What you will do:
Which lines in the entries below contain the string "plaid"? Report each of those lines in full, treating uppercase and lowercase as different.

Point labeling dataset excerpts
● ● ● ● ● ● ●

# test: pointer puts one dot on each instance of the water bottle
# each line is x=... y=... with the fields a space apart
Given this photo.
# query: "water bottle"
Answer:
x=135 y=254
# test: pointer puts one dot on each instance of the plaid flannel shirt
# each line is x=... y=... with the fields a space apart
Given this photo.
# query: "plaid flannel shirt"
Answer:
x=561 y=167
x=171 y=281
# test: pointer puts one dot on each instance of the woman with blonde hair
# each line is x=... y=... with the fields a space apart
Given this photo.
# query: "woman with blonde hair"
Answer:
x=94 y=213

● ● ● ● ● ● ●

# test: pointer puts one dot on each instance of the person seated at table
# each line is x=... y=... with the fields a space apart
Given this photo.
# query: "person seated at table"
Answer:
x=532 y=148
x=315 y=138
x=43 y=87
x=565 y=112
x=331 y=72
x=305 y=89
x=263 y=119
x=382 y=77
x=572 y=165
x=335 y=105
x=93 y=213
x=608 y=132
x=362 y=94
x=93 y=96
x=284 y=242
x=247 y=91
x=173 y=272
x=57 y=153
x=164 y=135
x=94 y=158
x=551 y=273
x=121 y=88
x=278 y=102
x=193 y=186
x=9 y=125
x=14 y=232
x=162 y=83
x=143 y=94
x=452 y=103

● ● ● ● ● ● ●

Exercise solution:
# test: pointer puts one dot on each instance of the plaid flannel shirt
# query: "plaid flannel shirt"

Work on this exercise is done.